#### [Records for processing]
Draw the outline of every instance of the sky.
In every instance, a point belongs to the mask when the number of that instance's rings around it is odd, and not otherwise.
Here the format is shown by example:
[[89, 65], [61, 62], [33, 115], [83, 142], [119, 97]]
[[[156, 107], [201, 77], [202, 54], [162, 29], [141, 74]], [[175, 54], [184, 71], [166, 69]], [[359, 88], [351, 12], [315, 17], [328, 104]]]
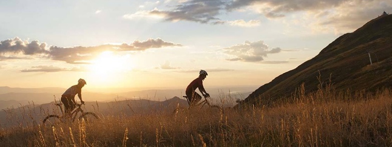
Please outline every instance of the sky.
[[383, 11], [386, 0], [0, 0], [0, 86], [261, 86]]

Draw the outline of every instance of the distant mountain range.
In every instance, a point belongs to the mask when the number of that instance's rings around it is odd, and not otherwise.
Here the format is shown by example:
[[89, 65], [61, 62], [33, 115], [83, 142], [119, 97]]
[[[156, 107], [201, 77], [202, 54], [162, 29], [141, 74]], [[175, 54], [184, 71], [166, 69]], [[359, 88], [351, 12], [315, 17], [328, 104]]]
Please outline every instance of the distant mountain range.
[[[212, 98], [218, 100], [222, 98], [233, 101], [236, 98], [243, 99], [256, 88], [254, 86], [225, 87], [222, 88], [210, 88], [207, 90]], [[0, 86], [0, 110], [7, 108], [17, 108], [29, 104], [40, 104], [59, 100], [66, 89], [60, 88], [19, 88]], [[151, 90], [130, 91], [126, 92], [101, 93], [85, 91], [82, 90], [82, 98], [86, 102], [112, 102], [132, 100], [148, 100], [164, 101], [175, 96], [182, 98], [183, 90]], [[229, 92], [231, 94], [229, 96]], [[226, 95], [224, 96], [224, 95]], [[75, 100], [79, 101], [76, 96]], [[185, 100], [185, 99], [184, 99]]]
[[[14, 125], [42, 124], [48, 115], [61, 115], [60, 108], [52, 102], [42, 104], [31, 104], [0, 111], [0, 125], [8, 127]], [[86, 102], [83, 108], [87, 112], [93, 112], [99, 116], [132, 116], [150, 112], [172, 113], [179, 106], [187, 107], [188, 102], [184, 99], [174, 97], [159, 102], [148, 100], [129, 100], [110, 102]]]
[[375, 18], [338, 38], [313, 58], [262, 86], [241, 104], [270, 104], [291, 96], [302, 84], [306, 93], [316, 90], [320, 82], [332, 84], [338, 91], [390, 88], [391, 42], [392, 15]]

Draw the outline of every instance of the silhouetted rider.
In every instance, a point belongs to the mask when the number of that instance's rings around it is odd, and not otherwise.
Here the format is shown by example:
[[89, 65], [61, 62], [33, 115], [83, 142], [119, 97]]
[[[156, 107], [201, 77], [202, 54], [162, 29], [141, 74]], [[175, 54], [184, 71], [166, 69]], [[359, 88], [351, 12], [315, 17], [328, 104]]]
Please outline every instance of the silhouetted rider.
[[82, 100], [82, 88], [86, 84], [86, 80], [80, 78], [78, 80], [78, 84], [71, 86], [61, 96], [61, 102], [64, 104], [66, 114], [70, 114], [72, 110], [76, 108], [76, 94], [78, 94], [82, 104], [85, 103]]
[[199, 88], [199, 90], [200, 91], [203, 96], [204, 96], [204, 98], [210, 96], [210, 94], [206, 92], [206, 90], [203, 86], [203, 80], [206, 78], [208, 75], [207, 72], [204, 70], [200, 70], [199, 72], [199, 77], [194, 80], [187, 87], [185, 94], [188, 102], [190, 102], [189, 106], [194, 106], [201, 100], [201, 96], [195, 92], [197, 88]]

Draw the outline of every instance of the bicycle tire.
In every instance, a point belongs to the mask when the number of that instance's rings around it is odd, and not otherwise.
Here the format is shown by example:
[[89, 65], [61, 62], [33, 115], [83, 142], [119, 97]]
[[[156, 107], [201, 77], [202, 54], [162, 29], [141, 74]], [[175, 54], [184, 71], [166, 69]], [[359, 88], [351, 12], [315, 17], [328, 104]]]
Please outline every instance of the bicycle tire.
[[210, 106], [208, 109], [212, 112], [223, 112], [223, 110], [222, 109], [222, 108], [221, 108], [219, 106], [211, 105]]
[[62, 121], [61, 120], [60, 120], [60, 117], [58, 115], [54, 114], [49, 115], [48, 116], [46, 116], [43, 121], [44, 124], [55, 124], [61, 122]]
[[99, 120], [98, 116], [93, 112], [83, 112], [83, 114], [79, 116], [79, 120], [82, 120], [82, 119], [83, 118], [86, 122], [91, 122]]

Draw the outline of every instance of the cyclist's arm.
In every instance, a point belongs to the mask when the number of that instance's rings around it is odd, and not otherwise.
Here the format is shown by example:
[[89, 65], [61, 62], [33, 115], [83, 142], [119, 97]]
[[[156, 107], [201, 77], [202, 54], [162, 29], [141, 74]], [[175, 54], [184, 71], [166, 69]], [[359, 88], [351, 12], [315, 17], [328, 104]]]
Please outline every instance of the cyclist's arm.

#### [Challenge]
Include both ends. Return the line holding "Draw the outline of every instance of the cyclist's" and all lines after it in the records above, exactly as written.

#### [Exercise solution]
Draw the outline of every instance of the cyclist's arm.
In every instance, a point belongs to the mask when the number of that instance's rings around it is odd, and not otherwise.
Here the format is shown by example:
[[89, 65], [61, 62], [33, 115], [83, 142], [119, 97]]
[[[156, 107], [201, 77], [202, 54], [162, 29], [141, 74]], [[175, 54], [184, 71], [166, 69]], [[359, 88], [351, 12], [315, 17], [328, 104]]]
Please outline every instance of the cyclist's arm.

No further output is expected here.